Excerpt provided:
>>>>>

We first met at a writing conference where I heard him speak and then over coffee in Atwater Ca. As good a conversationalist as he is a writer...

When did you start writing? 

I majored in filmmaking at the University of Denver. I wrote my first screenplays then. I added psychology as a second major as I thought understanding people and how they thought would certainly add to my visual storytelling. Then in my senior year, I took creative writing to satisfy electives—first poetry and then fiction. I loved both. I found I could be visual with words. I didn’t need film or film splicers or actors or cameras or assistant directors and the like – I could do everything on the page, and the fiction and poetry I could publish.

You’ve written short stories, plays and novels.  Does one form feel like a better fit than the others?

I love them all, and they each have their own needs, which match my needs when I dive into their forms. Writing plays had been the best of all worlds—working with people as in film, but the playwright has more power and respect than a screenwriter ever does. Still, getting a play produced is almost as difficult as getting a film made, and there’s so little money for the playwright unless it’s performed in New York or nationally. One needs to live in New York to start as a working playwright.

<<<<<

Saved data entries:
>>>>>

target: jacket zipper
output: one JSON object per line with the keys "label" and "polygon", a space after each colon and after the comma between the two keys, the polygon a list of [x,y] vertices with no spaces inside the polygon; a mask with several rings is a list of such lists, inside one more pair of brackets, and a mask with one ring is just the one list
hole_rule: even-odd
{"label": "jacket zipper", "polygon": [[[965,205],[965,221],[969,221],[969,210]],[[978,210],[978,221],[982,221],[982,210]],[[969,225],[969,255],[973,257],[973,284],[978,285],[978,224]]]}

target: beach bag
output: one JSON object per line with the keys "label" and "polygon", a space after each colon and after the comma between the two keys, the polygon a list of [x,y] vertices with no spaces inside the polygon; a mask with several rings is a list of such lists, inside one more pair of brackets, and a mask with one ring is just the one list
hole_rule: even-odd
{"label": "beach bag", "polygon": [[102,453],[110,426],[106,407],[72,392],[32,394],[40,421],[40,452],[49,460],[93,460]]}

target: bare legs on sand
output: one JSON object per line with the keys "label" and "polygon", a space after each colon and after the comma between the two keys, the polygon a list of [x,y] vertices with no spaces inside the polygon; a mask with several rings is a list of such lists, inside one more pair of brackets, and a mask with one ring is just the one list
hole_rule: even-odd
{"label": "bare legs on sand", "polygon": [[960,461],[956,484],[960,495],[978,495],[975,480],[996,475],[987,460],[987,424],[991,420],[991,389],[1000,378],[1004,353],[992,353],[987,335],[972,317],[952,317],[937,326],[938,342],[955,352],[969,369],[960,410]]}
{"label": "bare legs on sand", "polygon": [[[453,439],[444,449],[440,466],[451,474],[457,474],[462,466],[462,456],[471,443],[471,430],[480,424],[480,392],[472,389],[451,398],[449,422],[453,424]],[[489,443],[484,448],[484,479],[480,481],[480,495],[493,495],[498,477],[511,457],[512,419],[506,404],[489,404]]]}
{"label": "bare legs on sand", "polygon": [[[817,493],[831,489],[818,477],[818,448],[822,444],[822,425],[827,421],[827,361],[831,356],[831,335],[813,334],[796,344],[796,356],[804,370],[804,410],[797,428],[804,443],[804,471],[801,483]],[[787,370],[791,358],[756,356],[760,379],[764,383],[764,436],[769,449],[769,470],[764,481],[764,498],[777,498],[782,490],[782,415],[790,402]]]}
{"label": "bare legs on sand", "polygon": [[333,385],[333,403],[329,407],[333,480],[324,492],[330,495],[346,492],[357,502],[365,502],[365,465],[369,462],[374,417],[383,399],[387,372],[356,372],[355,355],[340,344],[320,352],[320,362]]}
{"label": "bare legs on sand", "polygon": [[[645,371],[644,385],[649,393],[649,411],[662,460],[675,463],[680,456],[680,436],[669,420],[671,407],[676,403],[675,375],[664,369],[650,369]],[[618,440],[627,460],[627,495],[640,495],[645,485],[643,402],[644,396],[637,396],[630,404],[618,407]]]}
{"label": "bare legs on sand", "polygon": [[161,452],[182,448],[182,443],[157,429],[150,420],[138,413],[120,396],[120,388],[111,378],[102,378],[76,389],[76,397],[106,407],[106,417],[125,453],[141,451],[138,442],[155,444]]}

<<<<<

Tasks to perform:
(1) Answer these questions about the interview with the writer:
(a) At which university did he major in filmmaking?
(b) What did he add as a second major?
(c) Where does he say one needs to live to start as a working playwright?
(2) Pick up the interview with the writer from the point where it stops, and keep going.

Expected outputs:
(1)
(a) The University of Denver
(b) Psychology
(c) New York

(2)
I do feel writing fiction is the most challenging because it’s being one-on-one with an audience. Readers see your strengths and any weaknesses. It’s the form I focus on the most.

What was the impetus to start your own publishing company?

I had an agent at the time, who found my short fiction amazing and thought I had a novel in me. However, he did not want to send a manuscript of my short fiction out, a collection of stories already published in literary magazines. He said, “Fifteen percent of nothing is nothing.” He felt his energy and mine would be better served if I wrote my first novel. He was a great motivator in that way. That novel became The Brightest Moon of the Century.

I complained to a graphic designer friend about my agent and my short fiction manuscript. My friend had worked with me at Prelude Press, a Los Angeles publisher where I’d been the senior editor for six years. He suggested I start my own company, much like Prelude Press. He would design my first book for free. It was my short story collection, The Middle-Aged Man and the Sea.

I marketed it as we would have at Prelude, focusing on well-known reviewers and using a PR agency. The first review was in the Los Angeles Times. At that point, my agent, now my former agent, called and congratulated me and said he’d been wrong. That was nice of him to make that call. The book was later mentioned in Entertainment Weekly. It’s done well and now even has an audiobook version.

You’ve worked in different aspects of the publishing world.  What changes in publishing have surprised you the most?

The publishing industry has been changing rapidly since I started White Whisker Books in late 2005. First there was print-on-demand (POD), which meant small publishers didn’t have to print short runs and store a bunch of books in the garage. Books were printed instantly when a book order came in. Then along came eBooks, which meant, for the small publisher specializing in them, that returned books were no longer a problem.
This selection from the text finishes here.